**Exercise tasks:**
**a)** In the sermon excerpt, condense the paragraph beginning "The dignitaries sat underneath the portico" into a short bulleted list that keeps its main facts.
**b)** Please repeat the passage of the sermon excerpt between "The dignitaries sat" and "of this choreography.", inclusive.

**Excerpt provided:**
[Start]
Neither of those men would have ever imagined 20 years earlier how far their slide would take them before they realized that their toys of temptation had morphed into a tragic trap. It isn't long before Samson begins to hear the chanting mob gathering for a celebration. If you look over at verse 23, we're informed that the cities of Philistia plan a great feast. They're going to sacrifice in honor of their god, Dagon, the same god of the corrupt Ninevites, the Ninevites to whom Jonah will eventually preach. They're celebrating Samson's capture. It's going to be held in the stadium of Gaza. From all we can put together, this was a massive building with a covered portion supported by pillars on stone bases that looked out over a huge arena.

The dignitaries sat underneath the portico where columns supported the upper portion which was a sloped roof and it provided effectively stadium seating for 3,000 people or more. And they made Samson, verse 25 tells us, entertain them. Let me clear up what's happening. It's the same verb used over in 2 Samuel chapter 6 where David is dancing before the ark. Same verb. They compel Samson to dance. But this is no random jumping and leaping. It was, we learn this from 2 Samuel's account, this is the war dance of Israel. This is the national anthem of the nation that came with all of the movements of this choreography.

This is the national dance of victory nations had adopted them in ancient days. In other words, the Philistines and the 3,000 people seated in the stadium are forcing blind Samson to go out into the courtyard and dance the war dance of Israel and more than likely chant their national anthem and they jeer him and they jeer his God. God is going to bring the house down not just to answer Samson's prayer requests to be used once more in battle but to judge the blasphemy of the Philistines. Chapter 1 in Samson's biography could be called sliding. Chapter 2 could be called crashing.

Chapter 3 can be entitled renewing. Sliding, collapsing but the narrative now trembles. It shimmers with hope and grace. Now there are two signs that Samson's heart and mind have changed. First, Samson verbalizes genuine repentance. Look at his prayer in verse 28. Then Samson called to the Lord and said, O Lord God, please remember me.

Now stop there for a moment. The Hebrew word for remember is important to understand. If we want to understand his prayer, it's a word linked in the Bible to the idea of forgiving and forgetting and it's used interestingly by Isaiah as he quotes God speaking, Behold, I create a new heaven and a new earth and the former things shall not be remembered or come to mind. In other words, God is effectively saying I am choosing to forget. Isaiah 65, 17. So Samson is effectively saying, Lord, would you choose to forget? Here, remember me that is in so doing, please don't remember my sins. This is a heartfelt broken prayer of repentance to God.
[End]
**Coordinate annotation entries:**
[Start]
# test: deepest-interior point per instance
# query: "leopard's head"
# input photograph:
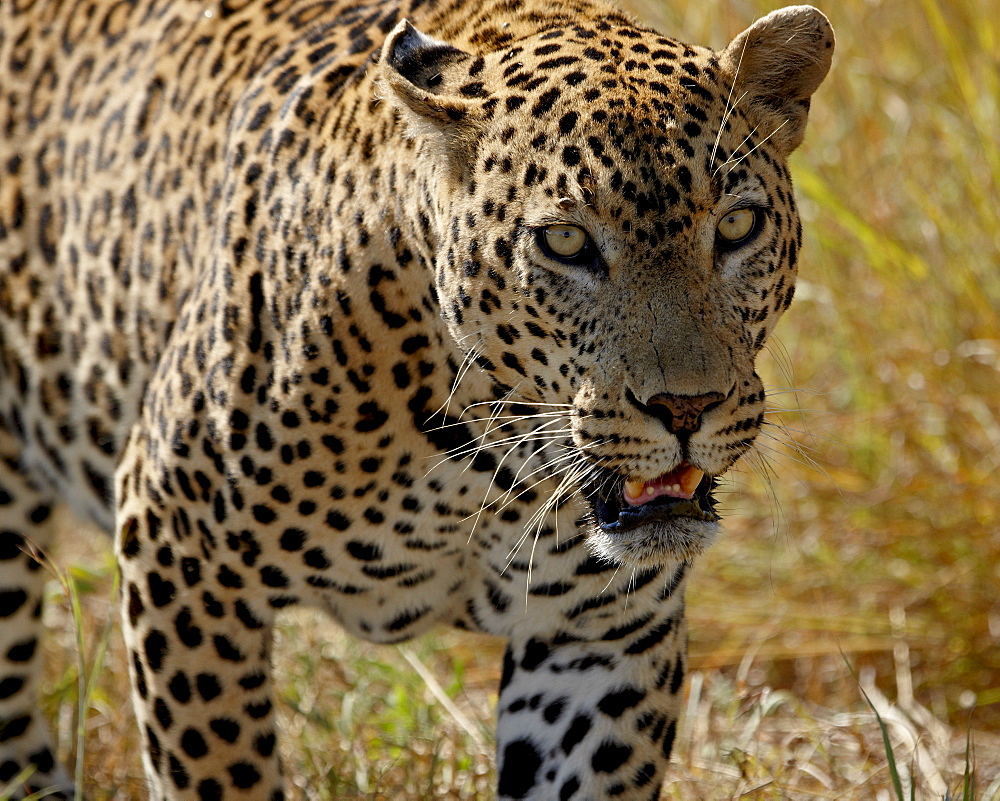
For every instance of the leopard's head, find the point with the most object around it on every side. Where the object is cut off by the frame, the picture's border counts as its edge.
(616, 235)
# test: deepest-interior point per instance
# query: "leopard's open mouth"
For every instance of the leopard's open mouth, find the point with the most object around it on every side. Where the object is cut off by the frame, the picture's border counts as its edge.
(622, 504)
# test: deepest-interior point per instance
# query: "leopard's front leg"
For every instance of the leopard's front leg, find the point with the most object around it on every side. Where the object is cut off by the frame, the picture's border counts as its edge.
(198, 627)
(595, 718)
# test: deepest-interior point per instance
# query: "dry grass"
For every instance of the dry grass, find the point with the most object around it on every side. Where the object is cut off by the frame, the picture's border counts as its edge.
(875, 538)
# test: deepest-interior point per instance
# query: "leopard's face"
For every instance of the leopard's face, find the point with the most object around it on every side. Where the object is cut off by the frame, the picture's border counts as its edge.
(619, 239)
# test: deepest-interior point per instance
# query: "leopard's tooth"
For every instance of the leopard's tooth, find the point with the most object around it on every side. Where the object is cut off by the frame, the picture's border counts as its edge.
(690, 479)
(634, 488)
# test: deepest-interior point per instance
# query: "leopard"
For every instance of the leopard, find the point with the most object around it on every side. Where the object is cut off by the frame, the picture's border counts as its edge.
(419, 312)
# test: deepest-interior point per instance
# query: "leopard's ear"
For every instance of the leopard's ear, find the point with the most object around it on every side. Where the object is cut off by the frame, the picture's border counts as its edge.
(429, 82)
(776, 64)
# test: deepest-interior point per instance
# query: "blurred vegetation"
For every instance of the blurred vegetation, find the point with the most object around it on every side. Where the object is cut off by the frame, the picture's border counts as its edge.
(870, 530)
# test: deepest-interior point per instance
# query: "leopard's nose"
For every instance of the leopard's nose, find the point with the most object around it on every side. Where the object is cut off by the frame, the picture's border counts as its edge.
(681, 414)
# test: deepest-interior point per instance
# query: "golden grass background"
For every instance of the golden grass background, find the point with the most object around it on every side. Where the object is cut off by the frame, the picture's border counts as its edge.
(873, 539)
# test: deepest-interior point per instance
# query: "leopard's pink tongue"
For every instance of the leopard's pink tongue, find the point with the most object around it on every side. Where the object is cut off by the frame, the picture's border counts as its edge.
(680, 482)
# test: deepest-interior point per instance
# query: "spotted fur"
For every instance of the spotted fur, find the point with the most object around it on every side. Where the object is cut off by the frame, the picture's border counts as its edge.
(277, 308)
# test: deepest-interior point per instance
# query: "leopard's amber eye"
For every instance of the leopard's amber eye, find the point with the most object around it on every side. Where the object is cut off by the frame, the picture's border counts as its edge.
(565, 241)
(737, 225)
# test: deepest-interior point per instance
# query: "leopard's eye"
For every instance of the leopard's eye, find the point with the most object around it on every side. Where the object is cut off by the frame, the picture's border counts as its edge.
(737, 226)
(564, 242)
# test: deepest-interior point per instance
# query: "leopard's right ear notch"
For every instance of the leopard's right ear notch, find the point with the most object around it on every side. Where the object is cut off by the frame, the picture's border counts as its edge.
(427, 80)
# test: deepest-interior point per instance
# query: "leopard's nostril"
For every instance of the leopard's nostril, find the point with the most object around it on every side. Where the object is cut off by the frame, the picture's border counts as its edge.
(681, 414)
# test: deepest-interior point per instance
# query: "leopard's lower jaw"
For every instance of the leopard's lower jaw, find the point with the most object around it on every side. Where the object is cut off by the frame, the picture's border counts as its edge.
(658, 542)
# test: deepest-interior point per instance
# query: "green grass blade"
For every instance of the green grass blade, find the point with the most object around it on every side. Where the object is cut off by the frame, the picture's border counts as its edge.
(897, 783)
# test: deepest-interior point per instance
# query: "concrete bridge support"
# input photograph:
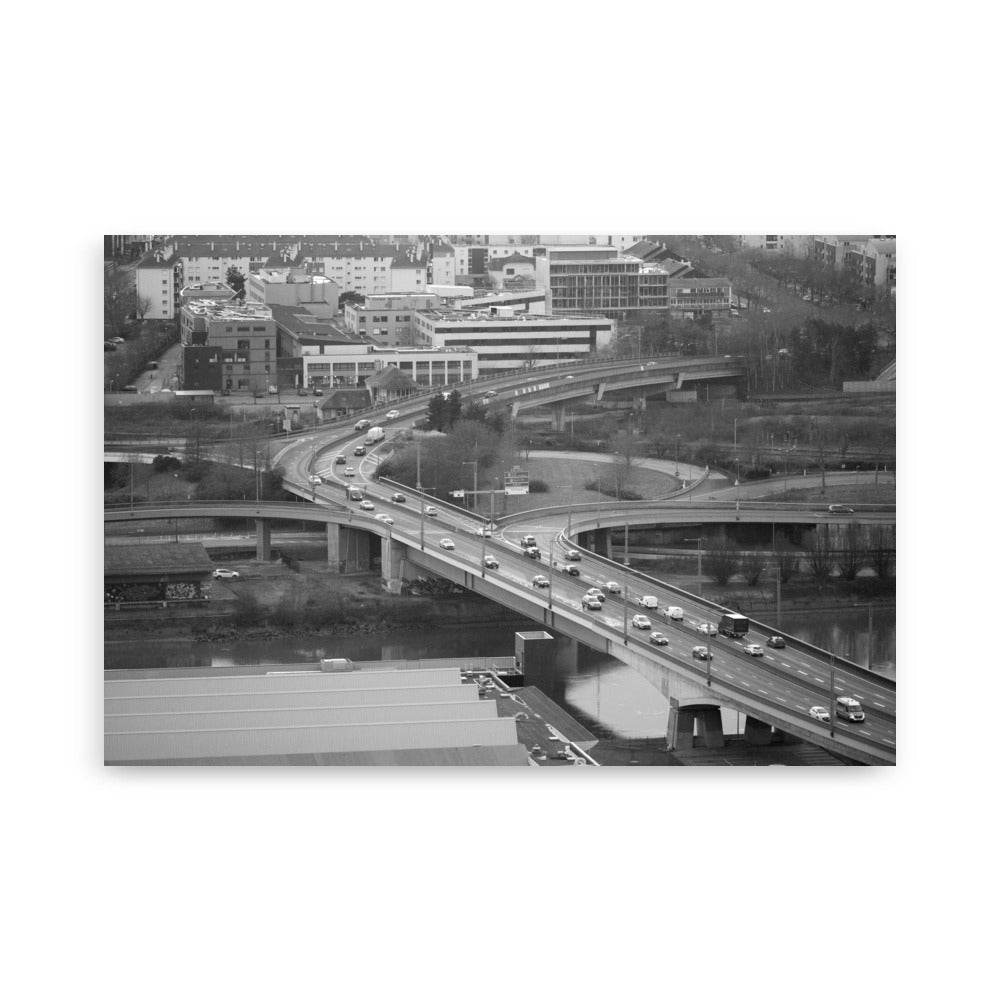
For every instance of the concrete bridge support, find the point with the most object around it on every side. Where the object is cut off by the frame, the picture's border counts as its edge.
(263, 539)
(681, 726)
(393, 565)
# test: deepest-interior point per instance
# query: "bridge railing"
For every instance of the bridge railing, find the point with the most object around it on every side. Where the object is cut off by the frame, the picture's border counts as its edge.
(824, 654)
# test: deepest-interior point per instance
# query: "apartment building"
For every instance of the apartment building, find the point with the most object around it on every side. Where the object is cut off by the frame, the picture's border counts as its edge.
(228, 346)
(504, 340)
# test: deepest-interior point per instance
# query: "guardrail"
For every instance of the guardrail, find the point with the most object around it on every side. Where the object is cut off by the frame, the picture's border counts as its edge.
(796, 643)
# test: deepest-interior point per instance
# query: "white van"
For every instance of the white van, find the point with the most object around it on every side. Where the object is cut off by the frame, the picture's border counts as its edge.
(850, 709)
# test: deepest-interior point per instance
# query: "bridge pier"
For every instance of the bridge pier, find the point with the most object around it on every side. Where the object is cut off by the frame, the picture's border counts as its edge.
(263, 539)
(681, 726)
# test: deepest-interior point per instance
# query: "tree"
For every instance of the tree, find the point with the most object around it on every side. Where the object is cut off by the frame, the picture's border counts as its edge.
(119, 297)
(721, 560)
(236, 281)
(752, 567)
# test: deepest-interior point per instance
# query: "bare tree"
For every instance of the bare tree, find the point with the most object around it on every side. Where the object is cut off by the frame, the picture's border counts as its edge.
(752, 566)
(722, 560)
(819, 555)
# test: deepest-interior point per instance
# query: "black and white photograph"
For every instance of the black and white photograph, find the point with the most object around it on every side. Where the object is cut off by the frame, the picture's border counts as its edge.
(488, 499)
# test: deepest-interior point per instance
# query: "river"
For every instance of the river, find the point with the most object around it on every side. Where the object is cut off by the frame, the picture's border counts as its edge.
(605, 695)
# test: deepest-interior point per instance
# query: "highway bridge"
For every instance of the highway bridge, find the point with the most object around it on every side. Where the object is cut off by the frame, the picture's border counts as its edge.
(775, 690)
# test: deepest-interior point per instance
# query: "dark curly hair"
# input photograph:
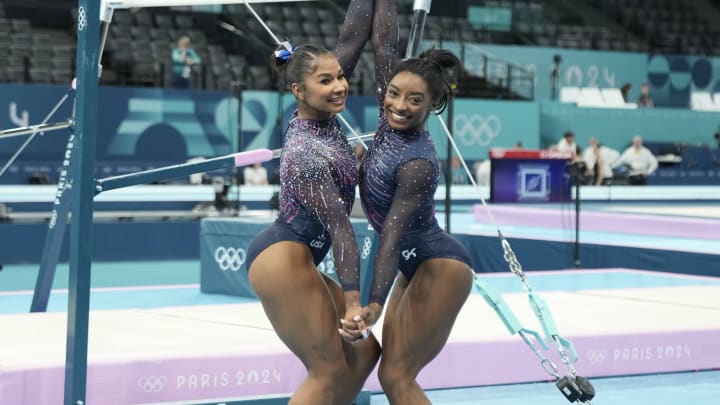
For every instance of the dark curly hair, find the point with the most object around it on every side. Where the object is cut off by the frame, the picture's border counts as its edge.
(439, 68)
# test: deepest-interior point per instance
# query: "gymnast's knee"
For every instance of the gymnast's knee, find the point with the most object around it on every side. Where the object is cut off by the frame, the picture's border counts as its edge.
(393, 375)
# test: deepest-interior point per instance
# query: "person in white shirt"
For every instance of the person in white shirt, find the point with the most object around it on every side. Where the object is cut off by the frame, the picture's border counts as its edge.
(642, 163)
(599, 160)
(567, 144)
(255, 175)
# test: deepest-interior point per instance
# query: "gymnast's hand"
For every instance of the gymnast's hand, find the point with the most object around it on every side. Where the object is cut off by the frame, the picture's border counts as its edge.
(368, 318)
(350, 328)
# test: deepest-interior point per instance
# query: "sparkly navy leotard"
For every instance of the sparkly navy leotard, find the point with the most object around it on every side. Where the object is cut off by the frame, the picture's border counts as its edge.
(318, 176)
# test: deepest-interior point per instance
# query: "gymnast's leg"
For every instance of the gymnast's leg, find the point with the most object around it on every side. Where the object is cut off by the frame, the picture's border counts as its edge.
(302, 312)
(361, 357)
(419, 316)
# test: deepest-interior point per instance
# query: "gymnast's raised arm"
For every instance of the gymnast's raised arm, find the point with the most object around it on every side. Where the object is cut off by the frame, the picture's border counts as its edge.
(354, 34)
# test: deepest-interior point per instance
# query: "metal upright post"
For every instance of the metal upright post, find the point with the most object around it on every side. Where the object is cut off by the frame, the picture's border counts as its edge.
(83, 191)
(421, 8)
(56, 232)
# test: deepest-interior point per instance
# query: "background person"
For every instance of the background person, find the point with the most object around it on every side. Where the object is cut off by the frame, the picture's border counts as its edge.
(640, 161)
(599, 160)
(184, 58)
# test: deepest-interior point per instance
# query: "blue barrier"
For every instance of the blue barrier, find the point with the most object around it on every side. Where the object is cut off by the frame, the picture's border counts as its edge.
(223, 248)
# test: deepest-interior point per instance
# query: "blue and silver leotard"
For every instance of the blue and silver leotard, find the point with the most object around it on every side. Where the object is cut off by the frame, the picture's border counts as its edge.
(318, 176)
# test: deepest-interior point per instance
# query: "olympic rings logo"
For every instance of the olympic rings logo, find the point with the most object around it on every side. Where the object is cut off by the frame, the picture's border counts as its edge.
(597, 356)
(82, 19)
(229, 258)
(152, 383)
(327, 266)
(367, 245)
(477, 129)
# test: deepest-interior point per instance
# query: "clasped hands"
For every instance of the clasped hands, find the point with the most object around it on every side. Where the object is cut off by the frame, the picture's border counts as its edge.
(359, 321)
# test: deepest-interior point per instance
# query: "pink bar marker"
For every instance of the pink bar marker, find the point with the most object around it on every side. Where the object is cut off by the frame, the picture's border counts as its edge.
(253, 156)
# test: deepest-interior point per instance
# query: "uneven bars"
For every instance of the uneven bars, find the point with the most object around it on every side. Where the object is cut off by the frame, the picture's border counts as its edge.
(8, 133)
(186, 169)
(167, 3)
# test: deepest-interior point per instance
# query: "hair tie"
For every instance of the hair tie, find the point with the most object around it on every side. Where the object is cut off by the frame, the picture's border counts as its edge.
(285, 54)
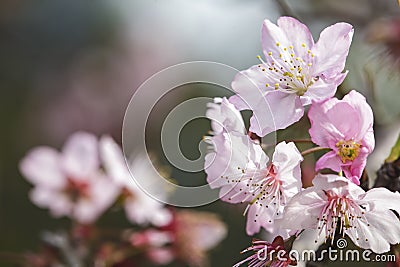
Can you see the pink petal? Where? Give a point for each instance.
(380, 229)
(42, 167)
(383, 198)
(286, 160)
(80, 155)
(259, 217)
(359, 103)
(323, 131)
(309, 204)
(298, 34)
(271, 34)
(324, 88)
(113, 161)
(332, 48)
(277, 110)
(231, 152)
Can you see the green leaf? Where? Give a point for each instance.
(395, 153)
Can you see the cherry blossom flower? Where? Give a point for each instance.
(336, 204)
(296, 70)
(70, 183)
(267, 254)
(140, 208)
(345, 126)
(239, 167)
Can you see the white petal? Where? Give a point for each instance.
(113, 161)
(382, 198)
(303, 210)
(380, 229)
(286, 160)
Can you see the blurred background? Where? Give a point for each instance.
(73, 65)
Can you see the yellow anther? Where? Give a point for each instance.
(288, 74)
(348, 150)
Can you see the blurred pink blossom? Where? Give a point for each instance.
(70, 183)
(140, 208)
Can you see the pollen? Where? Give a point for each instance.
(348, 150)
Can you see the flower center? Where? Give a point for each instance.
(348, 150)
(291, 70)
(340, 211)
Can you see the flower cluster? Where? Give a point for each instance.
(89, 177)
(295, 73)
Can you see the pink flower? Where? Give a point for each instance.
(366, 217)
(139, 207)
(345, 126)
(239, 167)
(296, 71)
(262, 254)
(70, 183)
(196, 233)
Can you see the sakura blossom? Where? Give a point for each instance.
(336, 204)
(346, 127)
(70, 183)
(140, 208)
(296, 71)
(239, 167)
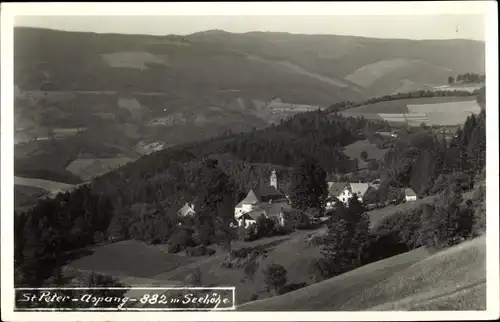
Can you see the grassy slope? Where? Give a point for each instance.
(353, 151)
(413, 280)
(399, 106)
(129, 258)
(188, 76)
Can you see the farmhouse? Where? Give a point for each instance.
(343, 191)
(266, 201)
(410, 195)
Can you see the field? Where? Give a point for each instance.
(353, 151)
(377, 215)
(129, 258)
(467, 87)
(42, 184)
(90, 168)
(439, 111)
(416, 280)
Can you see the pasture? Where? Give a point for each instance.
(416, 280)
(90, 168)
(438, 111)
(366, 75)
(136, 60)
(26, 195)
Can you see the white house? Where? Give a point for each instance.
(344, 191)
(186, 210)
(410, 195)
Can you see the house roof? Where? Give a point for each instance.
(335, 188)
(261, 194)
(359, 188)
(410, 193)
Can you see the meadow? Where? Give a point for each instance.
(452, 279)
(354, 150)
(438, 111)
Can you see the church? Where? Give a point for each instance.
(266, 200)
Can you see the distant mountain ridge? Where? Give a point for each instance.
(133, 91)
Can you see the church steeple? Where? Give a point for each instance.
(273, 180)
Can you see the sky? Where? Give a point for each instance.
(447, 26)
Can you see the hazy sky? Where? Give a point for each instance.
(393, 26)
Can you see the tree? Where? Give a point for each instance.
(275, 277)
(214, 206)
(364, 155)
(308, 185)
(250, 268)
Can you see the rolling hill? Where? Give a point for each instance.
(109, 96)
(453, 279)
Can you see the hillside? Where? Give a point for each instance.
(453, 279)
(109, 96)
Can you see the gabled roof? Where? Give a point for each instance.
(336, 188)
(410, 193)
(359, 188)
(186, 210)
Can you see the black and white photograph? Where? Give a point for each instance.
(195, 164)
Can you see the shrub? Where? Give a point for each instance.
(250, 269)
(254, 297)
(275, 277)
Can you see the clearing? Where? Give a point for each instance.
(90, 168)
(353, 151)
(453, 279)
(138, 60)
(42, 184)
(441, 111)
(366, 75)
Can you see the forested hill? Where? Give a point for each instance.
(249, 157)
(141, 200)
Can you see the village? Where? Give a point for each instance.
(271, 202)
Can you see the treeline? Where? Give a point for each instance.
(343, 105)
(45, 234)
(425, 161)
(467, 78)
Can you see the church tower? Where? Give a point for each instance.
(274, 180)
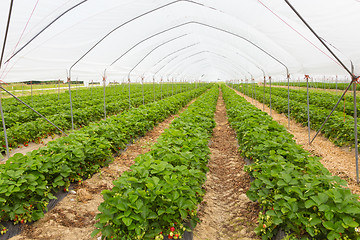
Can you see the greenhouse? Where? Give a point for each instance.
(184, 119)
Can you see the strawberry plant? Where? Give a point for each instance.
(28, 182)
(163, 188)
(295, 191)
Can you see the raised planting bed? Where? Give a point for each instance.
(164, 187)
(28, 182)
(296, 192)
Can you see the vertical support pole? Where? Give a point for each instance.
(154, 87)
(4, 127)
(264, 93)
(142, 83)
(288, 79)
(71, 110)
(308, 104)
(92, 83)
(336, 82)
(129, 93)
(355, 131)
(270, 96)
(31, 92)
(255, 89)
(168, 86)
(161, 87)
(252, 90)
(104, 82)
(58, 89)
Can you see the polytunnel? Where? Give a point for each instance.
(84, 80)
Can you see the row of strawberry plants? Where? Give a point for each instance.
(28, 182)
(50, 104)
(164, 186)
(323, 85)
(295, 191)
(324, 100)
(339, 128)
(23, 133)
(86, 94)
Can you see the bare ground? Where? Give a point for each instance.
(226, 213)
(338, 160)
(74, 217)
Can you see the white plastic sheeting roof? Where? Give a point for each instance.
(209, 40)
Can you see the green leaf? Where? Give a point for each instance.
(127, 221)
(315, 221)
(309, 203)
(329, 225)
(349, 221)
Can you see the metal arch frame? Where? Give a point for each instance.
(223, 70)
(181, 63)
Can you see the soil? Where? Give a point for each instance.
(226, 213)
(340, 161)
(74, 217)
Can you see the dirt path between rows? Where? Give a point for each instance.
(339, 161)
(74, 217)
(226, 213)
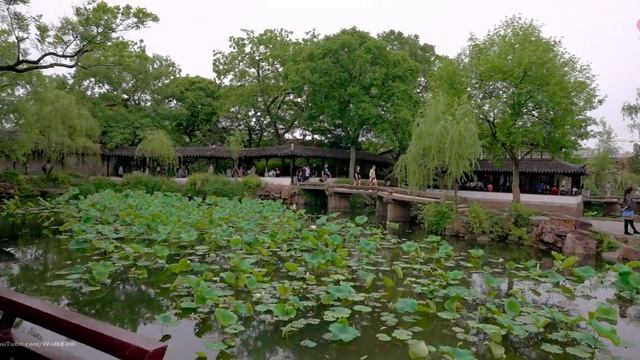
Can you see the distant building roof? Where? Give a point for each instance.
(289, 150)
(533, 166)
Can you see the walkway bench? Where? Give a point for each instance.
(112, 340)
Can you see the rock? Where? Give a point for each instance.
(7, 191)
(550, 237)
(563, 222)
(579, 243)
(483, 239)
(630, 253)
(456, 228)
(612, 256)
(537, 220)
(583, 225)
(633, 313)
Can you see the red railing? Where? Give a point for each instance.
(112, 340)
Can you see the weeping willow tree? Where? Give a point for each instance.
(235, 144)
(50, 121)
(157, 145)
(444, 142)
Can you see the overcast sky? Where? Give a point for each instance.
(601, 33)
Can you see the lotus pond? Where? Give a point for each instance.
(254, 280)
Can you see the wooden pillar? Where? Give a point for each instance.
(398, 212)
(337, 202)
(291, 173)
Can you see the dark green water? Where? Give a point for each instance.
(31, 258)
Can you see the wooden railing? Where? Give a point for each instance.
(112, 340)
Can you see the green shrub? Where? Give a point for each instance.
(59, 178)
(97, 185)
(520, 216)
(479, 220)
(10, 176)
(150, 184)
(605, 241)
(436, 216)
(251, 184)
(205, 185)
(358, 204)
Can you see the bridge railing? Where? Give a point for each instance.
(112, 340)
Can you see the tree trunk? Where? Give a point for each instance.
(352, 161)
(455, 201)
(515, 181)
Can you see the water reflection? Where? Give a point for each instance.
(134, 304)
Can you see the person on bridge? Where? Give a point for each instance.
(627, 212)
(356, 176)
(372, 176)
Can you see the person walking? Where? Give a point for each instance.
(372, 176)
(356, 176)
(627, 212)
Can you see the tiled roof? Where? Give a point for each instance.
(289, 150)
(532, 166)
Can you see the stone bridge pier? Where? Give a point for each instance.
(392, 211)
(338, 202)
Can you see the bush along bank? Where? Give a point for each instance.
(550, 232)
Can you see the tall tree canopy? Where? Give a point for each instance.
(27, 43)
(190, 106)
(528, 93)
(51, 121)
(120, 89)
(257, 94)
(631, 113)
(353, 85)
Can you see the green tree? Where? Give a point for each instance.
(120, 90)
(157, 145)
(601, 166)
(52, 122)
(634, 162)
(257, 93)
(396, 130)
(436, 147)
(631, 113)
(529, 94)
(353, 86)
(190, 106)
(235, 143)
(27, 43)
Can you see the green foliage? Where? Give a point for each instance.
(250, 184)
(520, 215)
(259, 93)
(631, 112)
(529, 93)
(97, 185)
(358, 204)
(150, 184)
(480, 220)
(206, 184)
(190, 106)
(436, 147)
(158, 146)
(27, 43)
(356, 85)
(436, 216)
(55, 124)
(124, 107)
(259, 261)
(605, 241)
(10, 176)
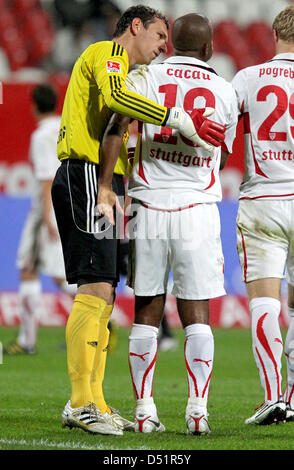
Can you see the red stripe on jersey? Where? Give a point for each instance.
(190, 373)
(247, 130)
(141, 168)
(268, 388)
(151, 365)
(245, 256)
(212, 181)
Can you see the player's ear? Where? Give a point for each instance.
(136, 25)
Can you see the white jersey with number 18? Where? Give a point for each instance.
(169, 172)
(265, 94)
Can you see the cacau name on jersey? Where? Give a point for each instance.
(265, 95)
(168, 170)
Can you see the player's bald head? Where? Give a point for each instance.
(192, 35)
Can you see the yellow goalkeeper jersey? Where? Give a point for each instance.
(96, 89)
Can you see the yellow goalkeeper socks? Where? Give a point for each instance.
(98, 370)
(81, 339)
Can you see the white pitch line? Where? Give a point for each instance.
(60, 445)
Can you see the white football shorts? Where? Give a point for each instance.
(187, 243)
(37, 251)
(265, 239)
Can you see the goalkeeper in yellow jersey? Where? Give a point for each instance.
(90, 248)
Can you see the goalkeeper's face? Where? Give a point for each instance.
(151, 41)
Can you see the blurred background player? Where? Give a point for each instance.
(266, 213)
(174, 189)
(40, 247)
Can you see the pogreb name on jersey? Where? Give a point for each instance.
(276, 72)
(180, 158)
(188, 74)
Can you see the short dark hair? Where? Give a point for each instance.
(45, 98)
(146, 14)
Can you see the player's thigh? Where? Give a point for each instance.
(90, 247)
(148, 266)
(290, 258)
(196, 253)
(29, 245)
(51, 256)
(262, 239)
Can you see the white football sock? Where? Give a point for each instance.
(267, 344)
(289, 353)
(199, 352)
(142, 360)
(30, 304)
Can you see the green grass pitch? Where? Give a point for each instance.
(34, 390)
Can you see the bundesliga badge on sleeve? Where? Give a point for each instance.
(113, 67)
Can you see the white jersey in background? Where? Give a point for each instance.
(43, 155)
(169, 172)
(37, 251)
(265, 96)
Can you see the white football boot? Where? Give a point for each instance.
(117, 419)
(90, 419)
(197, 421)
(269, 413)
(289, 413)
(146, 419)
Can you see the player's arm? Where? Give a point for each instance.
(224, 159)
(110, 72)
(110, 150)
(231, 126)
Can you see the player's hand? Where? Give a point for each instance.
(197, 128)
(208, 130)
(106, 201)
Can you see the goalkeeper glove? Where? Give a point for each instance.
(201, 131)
[End]
**Answers for the exercise:**
**a)**
- The dignitaries sat under a portico whose columns held up a sloped upper roof, giving stadium seating for 3,000 people or more.
- Verse 25 says they made Samson entertain them.
- The verb is the same one used in 2 Samuel 6 for David dancing before the ark, so they compelled Samson to dance.
- This was not random jumping but Israel's war dance, the nation's anthem with its choreographed movements.

**b)**
The dignitaries sat underneath the portico where columns supported the upper portion which was a sloped roof and it provided effectively stadium seating for 3,000 people or more. And they made Samson, verse 25 tells us, entertain them. Let me clear up what's happening. It's the same verb used over in 2 Samuel chapter 6 where David is dancing before the ark. Same verb. They compel Samson to dance. But this is no random jumping and leaping. It was, we learn this from 2 Samuel's account, this is the war dance of Israel. This is the national anthem of the nation that came with all of the movements of this choreography.